Sea Kayaks & Lifeboats: Lessons
During our last Sea Safety Week, we were hugely fortunate to get the local inshore Tignabruaich lifeboat, The James & Helen Mason to come and join one of our exercises.
Interestingly, whilst the lifeboat crew had attended quite a few kayak incidents, all of them had been searching for a missing kayaker who had made it to the shore. The highly skilled crew had never actually encountered professional sea kayakers who were attempting to self rescue.
The exercise involved our intrepid group of five Sea Safety Students operating as a team, with a plant in the group in the form of Duncan Greene of Greene Adventures (and now self-certified Equity Card holder), who on a signal from me suddenly suffered an acute and severe angina attack, causing an inevitable (and dramatic) capsize. Being at the end of the training week, the team were excellent, quickly controlling the group, effecting an injured paddler rescue, setting up a rafted tow and making for the nearest sensible landing point.
The medic on the raft provided excellent medical care (the course includes a Rescue Emergency Care Outdoor Emergency Care 1st Aid Course) including monitoring the airway, talking a pulse, checking for and administering appropriate medications and keeping the casualty warm and fed.

Task instructions:
Can you carry on the article about sea kayaks and lifeboats from the point where it stops? The rows after this have nothing to do with the sea kayak article.

Data excerpts:
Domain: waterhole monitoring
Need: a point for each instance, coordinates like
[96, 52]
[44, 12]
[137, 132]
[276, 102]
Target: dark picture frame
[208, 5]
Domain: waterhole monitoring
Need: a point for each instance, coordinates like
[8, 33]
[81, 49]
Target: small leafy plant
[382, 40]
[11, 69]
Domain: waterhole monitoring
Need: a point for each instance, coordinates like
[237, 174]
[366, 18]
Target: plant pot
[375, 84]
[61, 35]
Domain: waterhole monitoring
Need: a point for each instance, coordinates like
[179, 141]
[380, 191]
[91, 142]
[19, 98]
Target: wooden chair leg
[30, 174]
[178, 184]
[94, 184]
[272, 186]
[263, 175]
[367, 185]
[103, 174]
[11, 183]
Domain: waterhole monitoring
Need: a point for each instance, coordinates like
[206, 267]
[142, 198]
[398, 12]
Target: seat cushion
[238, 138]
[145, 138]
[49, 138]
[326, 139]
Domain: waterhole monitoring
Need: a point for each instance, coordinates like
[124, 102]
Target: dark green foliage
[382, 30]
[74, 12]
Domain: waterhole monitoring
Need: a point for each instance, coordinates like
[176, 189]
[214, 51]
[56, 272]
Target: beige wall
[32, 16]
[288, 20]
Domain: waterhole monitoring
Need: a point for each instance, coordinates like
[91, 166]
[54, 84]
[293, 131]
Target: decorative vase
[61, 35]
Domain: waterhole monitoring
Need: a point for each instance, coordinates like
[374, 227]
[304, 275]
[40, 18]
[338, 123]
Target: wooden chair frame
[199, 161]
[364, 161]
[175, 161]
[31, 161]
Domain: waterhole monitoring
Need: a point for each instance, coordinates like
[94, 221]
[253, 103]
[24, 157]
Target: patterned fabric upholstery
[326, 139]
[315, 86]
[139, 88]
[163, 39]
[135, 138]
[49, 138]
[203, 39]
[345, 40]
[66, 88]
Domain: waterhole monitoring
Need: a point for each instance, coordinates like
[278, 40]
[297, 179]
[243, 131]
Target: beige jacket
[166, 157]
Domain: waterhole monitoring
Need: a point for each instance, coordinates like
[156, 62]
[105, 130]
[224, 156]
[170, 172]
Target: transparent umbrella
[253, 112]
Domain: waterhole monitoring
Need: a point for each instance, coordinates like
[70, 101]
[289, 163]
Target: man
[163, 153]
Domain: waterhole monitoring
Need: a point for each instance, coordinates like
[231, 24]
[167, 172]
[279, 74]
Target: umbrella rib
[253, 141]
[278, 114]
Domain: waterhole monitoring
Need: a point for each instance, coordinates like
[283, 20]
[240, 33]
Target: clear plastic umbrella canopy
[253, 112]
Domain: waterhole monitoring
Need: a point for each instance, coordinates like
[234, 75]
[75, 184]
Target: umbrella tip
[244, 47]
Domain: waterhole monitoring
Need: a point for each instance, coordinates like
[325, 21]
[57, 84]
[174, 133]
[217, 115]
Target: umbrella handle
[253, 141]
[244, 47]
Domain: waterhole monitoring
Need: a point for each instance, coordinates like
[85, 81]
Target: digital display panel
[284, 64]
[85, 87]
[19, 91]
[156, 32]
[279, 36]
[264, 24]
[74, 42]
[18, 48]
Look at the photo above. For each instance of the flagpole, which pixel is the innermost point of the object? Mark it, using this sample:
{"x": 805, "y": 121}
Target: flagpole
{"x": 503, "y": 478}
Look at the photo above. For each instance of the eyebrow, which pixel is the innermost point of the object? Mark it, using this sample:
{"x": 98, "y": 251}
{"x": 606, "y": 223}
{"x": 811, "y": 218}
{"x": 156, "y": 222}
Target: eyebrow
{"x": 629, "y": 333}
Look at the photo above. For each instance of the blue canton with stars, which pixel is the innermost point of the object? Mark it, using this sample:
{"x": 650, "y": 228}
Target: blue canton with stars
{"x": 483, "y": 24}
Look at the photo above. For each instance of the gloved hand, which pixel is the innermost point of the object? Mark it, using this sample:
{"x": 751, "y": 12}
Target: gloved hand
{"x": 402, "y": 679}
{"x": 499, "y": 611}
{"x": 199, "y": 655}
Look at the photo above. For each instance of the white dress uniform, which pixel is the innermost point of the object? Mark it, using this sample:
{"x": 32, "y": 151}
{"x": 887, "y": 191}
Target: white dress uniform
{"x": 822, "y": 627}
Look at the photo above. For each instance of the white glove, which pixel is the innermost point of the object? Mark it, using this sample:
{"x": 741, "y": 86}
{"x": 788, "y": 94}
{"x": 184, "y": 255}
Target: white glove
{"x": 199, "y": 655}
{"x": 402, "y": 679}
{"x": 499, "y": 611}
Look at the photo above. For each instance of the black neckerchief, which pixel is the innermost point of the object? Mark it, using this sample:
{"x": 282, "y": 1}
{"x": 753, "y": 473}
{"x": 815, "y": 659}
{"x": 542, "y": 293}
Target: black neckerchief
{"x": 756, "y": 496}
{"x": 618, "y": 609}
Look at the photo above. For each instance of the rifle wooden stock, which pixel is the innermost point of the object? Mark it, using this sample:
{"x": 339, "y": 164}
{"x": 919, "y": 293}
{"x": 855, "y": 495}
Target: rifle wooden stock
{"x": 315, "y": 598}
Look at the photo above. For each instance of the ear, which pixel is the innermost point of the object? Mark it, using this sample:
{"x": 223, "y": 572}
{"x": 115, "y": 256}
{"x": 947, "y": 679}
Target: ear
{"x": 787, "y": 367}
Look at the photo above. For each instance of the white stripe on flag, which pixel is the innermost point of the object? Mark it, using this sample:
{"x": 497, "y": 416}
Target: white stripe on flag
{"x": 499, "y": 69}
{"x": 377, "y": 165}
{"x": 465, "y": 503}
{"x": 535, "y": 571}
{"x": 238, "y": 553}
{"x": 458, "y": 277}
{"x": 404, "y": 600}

Answer box:
The student group leader made a rapid MAYDAY call to Belfast Coastguard (actually our shore based contact on channel 8) and requested medical evacuation. Little known to him was that the local RNLI Lifeboat crew were now actually en route.
The crew initially struggled to find us, despite having our approximate location and there being nine multi-colour kayaks in a F3 chop. Their first sighting was of a luminous peaked cap worn by one of the observers - reminding us all of the importance of being seen at sea. The second issue was the huge wake caused by the Atlantic 85 rib, even at slow speeds. The crew held back whilst they worked out how fast to approach. Our group of experienced kayakers managed well, but less experienced folk might be overwhelmed by the wake, even at slow speeds.